Could you recast the part of the lines below that opens with the line containing "outline woman with brown hair" and closes with the line containing "308 261 L 300" as a Markdown table with the columns Row and Line, giving each line a row number, omitting blank lines and leaving out the pictures?

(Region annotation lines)
--- START ---
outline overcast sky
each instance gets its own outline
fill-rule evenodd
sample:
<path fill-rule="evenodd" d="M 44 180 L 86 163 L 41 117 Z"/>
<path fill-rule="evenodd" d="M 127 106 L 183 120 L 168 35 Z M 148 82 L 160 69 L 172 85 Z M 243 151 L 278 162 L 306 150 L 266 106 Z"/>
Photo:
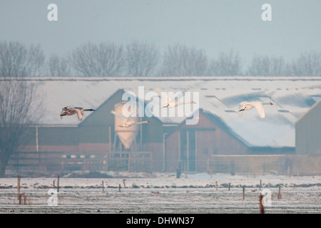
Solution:
<path fill-rule="evenodd" d="M 58 21 L 49 21 L 49 4 Z M 263 21 L 262 5 L 272 6 Z M 133 40 L 160 48 L 175 43 L 205 51 L 208 57 L 238 51 L 286 60 L 321 49 L 320 0 L 0 0 L 0 41 L 40 44 L 46 54 L 63 55 L 87 41 L 127 44 Z"/>

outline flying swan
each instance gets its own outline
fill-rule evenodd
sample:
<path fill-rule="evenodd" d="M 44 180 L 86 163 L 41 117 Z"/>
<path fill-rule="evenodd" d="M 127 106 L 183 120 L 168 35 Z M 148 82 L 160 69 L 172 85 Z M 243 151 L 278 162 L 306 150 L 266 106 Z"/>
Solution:
<path fill-rule="evenodd" d="M 66 106 L 63 108 L 61 113 L 60 113 L 60 118 L 62 119 L 64 115 L 73 115 L 77 114 L 78 119 L 79 121 L 81 121 L 83 117 L 83 111 L 95 111 L 95 110 L 92 108 L 83 109 L 83 108 L 72 108 L 71 106 Z"/>
<path fill-rule="evenodd" d="M 115 112 L 113 110 L 112 110 L 111 111 L 111 113 L 115 115 L 121 120 L 121 124 L 119 125 L 119 127 L 121 127 L 121 128 L 129 128 L 134 125 L 149 123 L 148 120 L 136 122 L 133 119 L 133 118 L 131 116 L 126 117 L 118 113 Z"/>
<path fill-rule="evenodd" d="M 262 103 L 260 101 L 243 101 L 240 103 L 240 106 L 241 108 L 238 110 L 238 113 L 255 108 L 260 115 L 260 117 L 261 118 L 264 118 L 265 117 L 265 114 L 264 113 L 263 105 L 272 105 L 273 104 L 271 102 Z"/>

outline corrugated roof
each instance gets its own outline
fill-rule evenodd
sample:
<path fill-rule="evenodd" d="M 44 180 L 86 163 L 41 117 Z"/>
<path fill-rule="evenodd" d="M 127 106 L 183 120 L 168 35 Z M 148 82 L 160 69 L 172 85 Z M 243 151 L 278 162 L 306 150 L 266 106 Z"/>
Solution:
<path fill-rule="evenodd" d="M 43 125 L 78 125 L 73 117 L 59 118 L 63 107 L 98 108 L 117 90 L 133 92 L 143 99 L 156 88 L 166 92 L 199 95 L 198 105 L 218 116 L 229 129 L 253 146 L 294 147 L 295 123 L 321 98 L 321 77 L 157 77 L 157 78 L 27 78 L 39 85 L 44 99 Z M 143 86 L 144 94 L 138 94 Z M 247 100 L 272 102 L 265 118 L 256 110 L 235 112 Z M 121 100 L 120 100 L 121 102 Z M 113 107 L 111 107 L 112 109 Z M 84 120 L 90 115 L 85 113 Z M 185 117 L 159 117 L 163 123 L 181 123 Z"/>

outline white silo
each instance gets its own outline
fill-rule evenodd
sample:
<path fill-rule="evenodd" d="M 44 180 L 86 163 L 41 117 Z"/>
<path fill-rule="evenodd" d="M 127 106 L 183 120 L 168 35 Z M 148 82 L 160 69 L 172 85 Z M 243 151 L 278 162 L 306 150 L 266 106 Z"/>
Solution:
<path fill-rule="evenodd" d="M 132 113 L 132 112 L 134 110 L 132 111 L 129 108 L 128 112 L 126 110 L 126 113 L 123 113 L 123 108 L 125 103 L 119 103 L 116 104 L 114 105 L 114 110 L 116 113 L 128 117 L 129 115 L 129 113 Z M 138 108 L 136 103 L 135 105 Z M 136 110 L 138 110 L 137 108 Z M 138 118 L 137 117 L 137 115 L 135 114 L 133 115 L 134 116 L 132 117 L 132 118 L 135 120 L 137 120 L 137 119 Z M 121 123 L 122 121 L 121 120 L 121 119 L 118 116 L 115 115 L 115 132 L 121 140 L 121 142 L 123 145 L 124 147 L 127 150 L 129 150 L 131 149 L 133 142 L 136 140 L 136 137 L 139 131 L 139 126 L 137 125 L 133 125 L 129 128 L 120 127 L 119 125 L 121 124 Z"/>

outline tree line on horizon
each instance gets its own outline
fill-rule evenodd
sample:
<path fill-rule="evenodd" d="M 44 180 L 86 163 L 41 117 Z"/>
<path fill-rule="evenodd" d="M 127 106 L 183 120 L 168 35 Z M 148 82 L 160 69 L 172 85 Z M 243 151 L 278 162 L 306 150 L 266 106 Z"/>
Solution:
<path fill-rule="evenodd" d="M 321 51 L 282 56 L 255 55 L 248 66 L 231 49 L 210 58 L 202 49 L 168 46 L 163 53 L 153 43 L 134 41 L 123 46 L 88 42 L 65 56 L 46 58 L 39 45 L 0 41 L 0 77 L 25 76 L 317 76 Z"/>

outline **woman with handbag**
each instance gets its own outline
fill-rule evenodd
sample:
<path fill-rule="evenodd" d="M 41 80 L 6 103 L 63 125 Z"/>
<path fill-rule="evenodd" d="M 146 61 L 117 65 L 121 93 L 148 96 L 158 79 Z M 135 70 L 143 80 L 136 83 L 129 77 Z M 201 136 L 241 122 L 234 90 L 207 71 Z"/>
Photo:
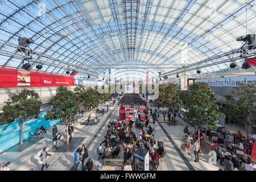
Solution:
<path fill-rule="evenodd" d="M 41 152 L 41 154 L 39 156 L 39 160 L 43 162 L 42 163 L 42 168 L 41 171 L 43 171 L 44 168 L 44 166 L 46 166 L 46 168 L 48 168 L 49 167 L 49 164 L 47 164 L 47 160 L 46 160 L 47 156 L 51 156 L 52 154 L 49 154 L 46 151 L 47 147 L 45 147 L 43 148 L 43 151 Z"/>
<path fill-rule="evenodd" d="M 196 138 L 194 140 L 195 142 L 194 144 L 193 144 L 192 151 L 193 151 L 195 158 L 194 162 L 197 163 L 197 162 L 199 162 L 199 154 L 200 151 L 200 145 L 198 143 L 197 140 Z"/>
<path fill-rule="evenodd" d="M 82 146 L 79 154 L 81 156 L 81 162 L 82 162 L 82 171 L 84 171 L 84 160 L 86 158 L 85 154 L 85 146 L 84 144 Z"/>
<path fill-rule="evenodd" d="M 52 139 L 52 142 L 55 142 L 56 143 L 56 149 L 58 149 L 59 147 L 59 142 L 60 140 L 60 137 L 61 135 L 59 134 L 57 132 L 55 133 L 55 135 L 53 136 L 53 138 Z"/>
<path fill-rule="evenodd" d="M 185 138 L 185 146 L 186 146 L 187 148 L 188 148 L 188 154 L 189 154 L 189 155 L 191 155 L 191 154 L 190 154 L 190 152 L 189 152 L 189 149 L 190 149 L 190 148 L 191 148 L 191 147 L 190 146 L 190 145 L 191 144 L 191 140 L 188 138 L 188 135 L 186 135 L 186 138 Z"/>

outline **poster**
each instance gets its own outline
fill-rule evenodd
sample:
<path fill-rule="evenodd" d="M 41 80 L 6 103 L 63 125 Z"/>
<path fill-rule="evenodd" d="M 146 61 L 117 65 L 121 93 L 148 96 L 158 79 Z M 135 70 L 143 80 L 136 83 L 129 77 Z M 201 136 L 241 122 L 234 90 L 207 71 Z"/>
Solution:
<path fill-rule="evenodd" d="M 30 86 L 30 71 L 26 70 L 17 70 L 18 86 Z"/>
<path fill-rule="evenodd" d="M 188 85 L 187 85 L 187 76 L 181 76 L 180 81 L 180 89 L 181 90 L 188 90 Z"/>
<path fill-rule="evenodd" d="M 74 77 L 0 68 L 0 88 L 74 86 Z"/>

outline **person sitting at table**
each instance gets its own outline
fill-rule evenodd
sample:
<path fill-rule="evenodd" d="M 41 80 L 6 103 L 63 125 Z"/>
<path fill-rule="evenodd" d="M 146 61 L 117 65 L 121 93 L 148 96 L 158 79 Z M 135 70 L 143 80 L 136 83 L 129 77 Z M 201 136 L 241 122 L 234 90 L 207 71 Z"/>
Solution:
<path fill-rule="evenodd" d="M 107 138 L 106 140 L 105 140 L 105 147 L 112 147 L 112 144 L 111 143 L 111 141 L 109 139 L 109 138 Z"/>
<path fill-rule="evenodd" d="M 112 125 L 111 125 L 111 122 L 110 122 L 109 123 L 109 125 L 108 125 L 108 128 L 109 129 L 110 127 L 111 127 L 112 126 Z"/>
<path fill-rule="evenodd" d="M 224 166 L 224 171 L 234 171 L 234 165 L 231 162 L 232 158 L 228 156 L 227 159 L 224 159 L 223 165 Z"/>
<path fill-rule="evenodd" d="M 240 160 L 241 160 L 240 162 L 240 166 L 241 165 L 242 163 L 248 164 L 250 164 L 251 163 L 251 159 L 249 158 L 248 158 L 247 155 L 243 155 L 243 156 L 241 157 Z"/>
<path fill-rule="evenodd" d="M 133 136 L 133 140 L 134 142 L 135 142 L 136 140 L 137 139 L 137 136 L 136 136 L 136 134 L 135 134 L 134 131 L 133 131 L 133 135 L 132 135 L 132 136 Z"/>
<path fill-rule="evenodd" d="M 110 147 L 108 146 L 105 149 L 104 157 L 105 158 L 109 158 L 112 152 Z"/>
<path fill-rule="evenodd" d="M 93 162 L 92 158 L 89 158 L 88 161 L 85 164 L 87 166 L 87 170 L 91 171 L 93 166 Z"/>
<path fill-rule="evenodd" d="M 118 154 L 119 152 L 120 152 L 120 147 L 119 147 L 119 144 L 117 144 L 117 146 L 115 146 L 115 150 L 114 150 L 112 151 L 112 156 L 113 158 L 115 158 L 117 157 Z"/>
<path fill-rule="evenodd" d="M 150 125 L 148 125 L 148 130 L 147 131 L 147 133 L 150 135 L 151 134 L 151 133 L 153 131 L 153 129 Z"/>
<path fill-rule="evenodd" d="M 210 134 L 210 138 L 212 136 L 218 136 L 218 134 L 216 132 L 212 132 Z"/>
<path fill-rule="evenodd" d="M 126 150 L 123 151 L 123 160 L 126 161 L 126 160 L 130 160 L 131 157 L 133 153 L 129 148 L 126 147 Z"/>
<path fill-rule="evenodd" d="M 218 138 L 218 143 L 224 145 L 224 139 L 223 139 L 224 136 L 223 134 L 221 134 L 221 136 Z"/>
<path fill-rule="evenodd" d="M 228 151 L 234 151 L 234 148 L 232 147 L 232 146 L 231 145 L 231 142 L 228 142 L 228 144 L 227 144 L 227 145 L 226 145 L 226 149 L 228 150 Z"/>
<path fill-rule="evenodd" d="M 163 153 L 164 152 L 164 149 L 163 145 L 163 142 L 158 142 L 158 148 L 156 150 L 156 152 L 161 156 Z"/>
<path fill-rule="evenodd" d="M 230 154 L 231 154 L 231 156 L 232 156 L 231 162 L 232 162 L 232 163 L 234 165 L 234 168 L 239 168 L 239 160 L 238 160 L 238 159 L 237 158 L 237 156 L 236 156 L 234 152 L 231 152 Z"/>
<path fill-rule="evenodd" d="M 228 142 L 232 143 L 233 140 L 229 136 L 227 135 L 224 139 L 224 142 L 226 142 L 227 143 Z"/>
<path fill-rule="evenodd" d="M 183 132 L 185 134 L 187 134 L 190 132 L 189 130 L 188 130 L 188 126 L 186 126 L 186 127 L 184 128 Z"/>
<path fill-rule="evenodd" d="M 217 155 L 217 161 L 218 161 L 218 159 L 220 159 L 220 164 L 223 166 L 222 162 L 225 159 L 225 155 L 221 150 L 221 147 L 218 146 L 218 148 L 216 149 L 215 152 L 216 152 Z"/>
<path fill-rule="evenodd" d="M 102 143 L 101 143 L 100 146 L 98 147 L 98 153 L 102 157 L 104 156 L 104 147 L 102 147 Z"/>
<path fill-rule="evenodd" d="M 237 137 L 238 138 L 241 138 L 242 137 L 243 137 L 243 135 L 242 135 L 242 133 L 241 133 L 240 131 L 237 131 Z"/>
<path fill-rule="evenodd" d="M 238 143 L 238 144 L 236 145 L 236 147 L 237 148 L 237 149 L 238 149 L 240 150 L 243 150 L 243 145 L 241 142 L 241 139 L 237 139 L 237 142 Z"/>
<path fill-rule="evenodd" d="M 141 148 L 141 144 L 139 144 L 139 141 L 138 140 L 137 140 L 135 145 L 138 148 Z"/>
<path fill-rule="evenodd" d="M 150 162 L 150 164 L 155 165 L 158 159 L 158 154 L 154 150 L 153 150 L 150 156 L 151 156 L 152 159 L 152 160 Z"/>
<path fill-rule="evenodd" d="M 152 136 L 151 137 L 151 140 L 150 140 L 150 144 L 155 144 L 155 135 L 154 134 L 152 134 Z"/>

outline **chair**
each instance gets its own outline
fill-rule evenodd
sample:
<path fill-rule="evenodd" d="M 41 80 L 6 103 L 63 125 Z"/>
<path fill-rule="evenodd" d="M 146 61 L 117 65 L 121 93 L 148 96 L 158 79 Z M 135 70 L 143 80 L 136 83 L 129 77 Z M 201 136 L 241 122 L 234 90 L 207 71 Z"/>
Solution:
<path fill-rule="evenodd" d="M 218 142 L 218 136 L 212 136 L 212 142 L 213 142 L 213 141 Z"/>
<path fill-rule="evenodd" d="M 203 141 L 204 141 L 204 136 L 201 137 L 201 139 L 200 139 L 200 145 L 202 143 Z"/>

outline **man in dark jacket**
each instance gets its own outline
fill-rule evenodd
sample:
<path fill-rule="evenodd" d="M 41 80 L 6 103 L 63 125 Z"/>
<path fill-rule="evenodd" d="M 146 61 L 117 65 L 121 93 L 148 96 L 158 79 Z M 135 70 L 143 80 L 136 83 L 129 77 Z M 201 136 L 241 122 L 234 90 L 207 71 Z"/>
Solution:
<path fill-rule="evenodd" d="M 126 150 L 123 152 L 123 160 L 126 161 L 127 159 L 130 159 L 133 153 L 129 150 L 129 148 L 127 147 Z"/>
<path fill-rule="evenodd" d="M 164 149 L 163 146 L 163 143 L 159 142 L 159 141 L 158 142 L 158 149 L 156 150 L 156 152 L 159 154 L 160 156 L 162 155 L 163 153 L 164 152 Z"/>
<path fill-rule="evenodd" d="M 74 128 L 73 127 L 73 126 L 72 124 L 69 124 L 68 129 L 68 134 L 70 136 L 69 139 L 72 139 L 72 133 L 73 133 L 73 131 L 74 131 Z"/>
<path fill-rule="evenodd" d="M 55 134 L 58 132 L 58 129 L 57 128 L 57 126 L 56 125 L 53 126 L 53 128 L 52 129 L 52 136 L 54 136 Z"/>
<path fill-rule="evenodd" d="M 188 130 L 188 126 L 187 126 L 186 127 L 184 127 L 183 131 L 184 131 L 184 133 L 185 133 L 185 134 L 187 134 L 189 132 L 189 130 Z"/>

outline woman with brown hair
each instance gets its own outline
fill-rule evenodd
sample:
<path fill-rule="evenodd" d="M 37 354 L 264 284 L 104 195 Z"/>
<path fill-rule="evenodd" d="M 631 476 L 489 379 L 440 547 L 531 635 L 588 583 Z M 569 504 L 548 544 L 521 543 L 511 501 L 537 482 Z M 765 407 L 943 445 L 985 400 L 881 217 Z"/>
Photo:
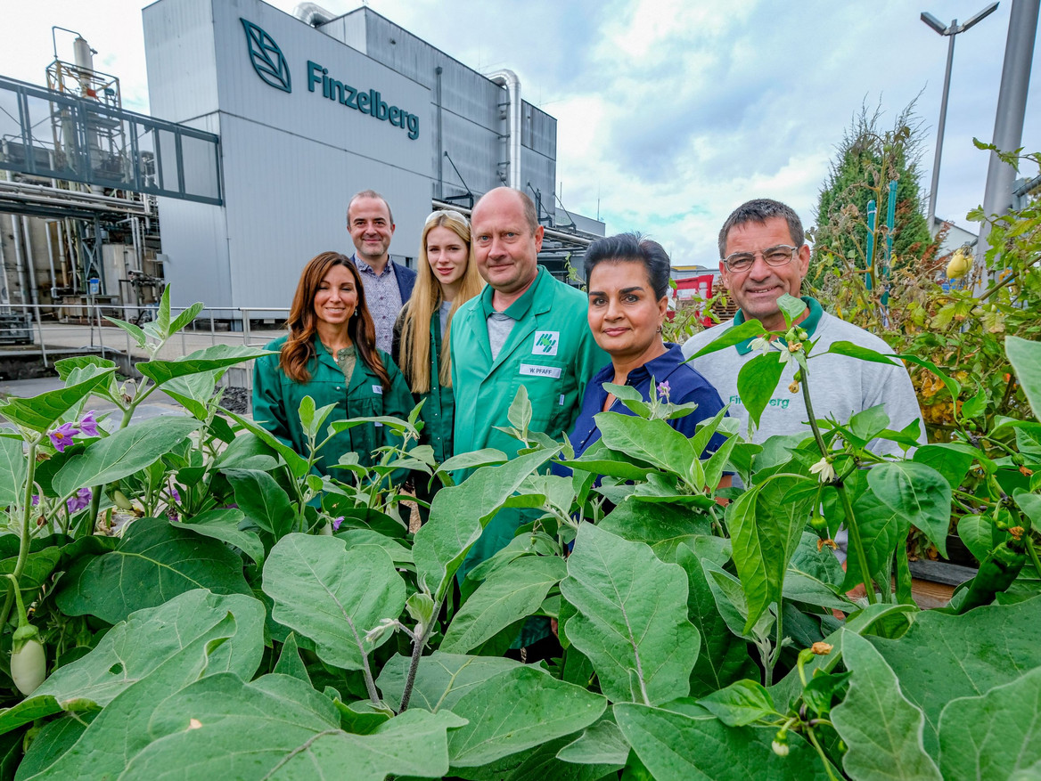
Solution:
<path fill-rule="evenodd" d="M 327 252 L 308 261 L 300 275 L 286 327 L 288 336 L 268 345 L 278 355 L 257 359 L 253 368 L 253 419 L 257 424 L 307 455 L 307 435 L 298 413 L 304 396 L 313 398 L 316 408 L 335 405 L 330 421 L 408 417 L 412 396 L 390 357 L 376 348 L 365 289 L 350 258 Z M 318 439 L 325 439 L 325 433 Z M 371 466 L 372 451 L 386 444 L 397 444 L 386 426 L 355 426 L 325 445 L 315 468 L 329 474 L 329 468 L 349 452 L 356 452 L 362 466 Z"/>

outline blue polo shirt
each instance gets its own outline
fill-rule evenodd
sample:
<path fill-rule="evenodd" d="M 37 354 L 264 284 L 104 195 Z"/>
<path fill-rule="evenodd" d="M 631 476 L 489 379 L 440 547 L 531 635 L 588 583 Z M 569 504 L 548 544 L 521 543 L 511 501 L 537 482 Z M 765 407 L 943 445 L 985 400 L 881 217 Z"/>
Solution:
<path fill-rule="evenodd" d="M 708 380 L 689 364 L 684 363 L 686 359 L 684 359 L 679 344 L 667 343 L 665 346 L 667 350 L 664 355 L 630 371 L 626 385 L 636 388 L 643 400 L 650 401 L 651 383 L 661 385 L 667 382 L 670 402 L 680 405 L 696 401 L 697 409 L 689 415 L 666 421 L 681 434 L 688 438 L 693 437 L 697 423 L 712 419 L 723 408 L 722 399 L 719 398 L 716 389 L 709 384 Z M 604 401 L 607 400 L 604 383 L 610 383 L 613 380 L 614 366 L 608 364 L 598 371 L 586 385 L 585 395 L 582 397 L 582 409 L 575 420 L 575 427 L 567 435 L 572 447 L 575 448 L 575 458 L 581 455 L 593 442 L 600 439 L 600 428 L 596 427 L 593 416 L 604 411 Z M 661 397 L 662 394 L 658 395 Z M 634 414 L 617 399 L 611 405 L 609 412 L 620 412 L 623 415 Z M 722 435 L 714 435 L 705 448 L 706 454 L 715 452 L 725 440 Z"/>

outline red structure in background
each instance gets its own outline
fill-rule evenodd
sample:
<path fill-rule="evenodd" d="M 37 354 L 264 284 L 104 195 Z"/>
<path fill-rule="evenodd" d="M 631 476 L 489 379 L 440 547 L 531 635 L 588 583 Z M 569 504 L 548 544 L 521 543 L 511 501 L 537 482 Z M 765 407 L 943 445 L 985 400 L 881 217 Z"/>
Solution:
<path fill-rule="evenodd" d="M 715 275 L 713 274 L 703 274 L 697 277 L 687 277 L 683 280 L 677 280 L 676 290 L 674 291 L 676 308 L 680 309 L 684 306 L 690 306 L 687 302 L 692 302 L 695 297 L 701 301 L 711 298 L 714 277 Z M 714 324 L 714 320 L 705 314 L 701 308 L 696 310 L 696 316 L 706 328 Z"/>

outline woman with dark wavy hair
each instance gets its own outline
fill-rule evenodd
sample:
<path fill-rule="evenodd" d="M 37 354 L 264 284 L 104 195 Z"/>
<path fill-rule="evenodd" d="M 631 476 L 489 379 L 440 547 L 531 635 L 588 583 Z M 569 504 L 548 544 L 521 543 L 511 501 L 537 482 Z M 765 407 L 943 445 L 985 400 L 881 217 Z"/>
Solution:
<path fill-rule="evenodd" d="M 257 359 L 253 368 L 253 419 L 258 425 L 306 455 L 307 435 L 298 413 L 304 396 L 313 398 L 315 407 L 335 405 L 330 422 L 408 416 L 412 395 L 390 357 L 376 348 L 365 288 L 350 258 L 327 252 L 308 261 L 286 328 L 288 336 L 268 345 L 278 355 Z M 321 432 L 319 440 L 324 438 Z M 319 453 L 316 469 L 329 474 L 349 452 L 356 452 L 362 466 L 371 466 L 372 451 L 385 444 L 391 444 L 385 426 L 355 426 L 329 441 Z"/>

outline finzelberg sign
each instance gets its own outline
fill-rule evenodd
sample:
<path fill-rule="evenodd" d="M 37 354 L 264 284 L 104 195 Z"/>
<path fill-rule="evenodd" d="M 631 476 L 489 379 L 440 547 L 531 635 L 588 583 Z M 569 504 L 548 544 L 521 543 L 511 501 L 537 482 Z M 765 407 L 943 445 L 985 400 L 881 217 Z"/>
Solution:
<path fill-rule="evenodd" d="M 285 55 L 279 49 L 275 40 L 252 22 L 239 18 L 243 29 L 246 30 L 246 45 L 250 53 L 250 62 L 257 76 L 276 89 L 284 93 L 293 92 L 293 77 Z M 420 118 L 404 108 L 388 106 L 376 89 L 361 90 L 350 84 L 329 77 L 329 69 L 318 62 L 307 60 L 307 92 L 313 93 L 322 85 L 322 97 L 333 100 L 342 106 L 353 108 L 363 114 L 381 122 L 389 122 L 395 127 L 408 131 L 408 137 L 415 140 L 420 137 Z"/>

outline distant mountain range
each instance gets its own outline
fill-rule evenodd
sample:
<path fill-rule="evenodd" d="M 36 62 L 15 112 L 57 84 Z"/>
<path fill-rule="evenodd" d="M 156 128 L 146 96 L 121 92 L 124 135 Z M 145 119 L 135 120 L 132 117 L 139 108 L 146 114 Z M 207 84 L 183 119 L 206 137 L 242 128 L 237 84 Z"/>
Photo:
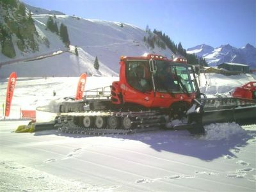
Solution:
--- END ---
§ **COMPLETED EXERCISE**
| Row | Line |
|---|---|
| 1 | outline woman with brown hair |
| 2 | each instance gets its own outline |
| 3 | fill-rule evenodd |
| 4 | sample: |
| 5 | <path fill-rule="evenodd" d="M 37 354 L 264 284 L 104 195 Z"/> |
| 6 | <path fill-rule="evenodd" d="M 631 476 L 489 379 L 440 547 L 531 635 L 588 583 Z M 569 504 L 548 544 L 521 543 L 511 501 L 537 482 Z M 765 407 L 943 445 L 985 400 L 881 217 Z"/> |
| 7 | Photo: |
| 8 | Solution: |
| 9 | <path fill-rule="evenodd" d="M 327 252 L 308 261 L 300 275 L 286 327 L 288 336 L 268 345 L 278 355 L 257 359 L 253 368 L 253 419 L 257 424 L 307 455 L 307 435 L 298 413 L 304 396 L 313 398 L 316 408 L 335 405 L 330 421 L 408 417 L 412 396 L 390 357 L 376 348 L 365 289 L 350 258 Z M 318 439 L 325 439 L 325 433 Z M 371 466 L 372 451 L 386 444 L 397 444 L 386 426 L 355 426 L 325 445 L 315 468 L 329 474 L 329 468 L 349 452 L 356 452 L 362 466 Z"/> |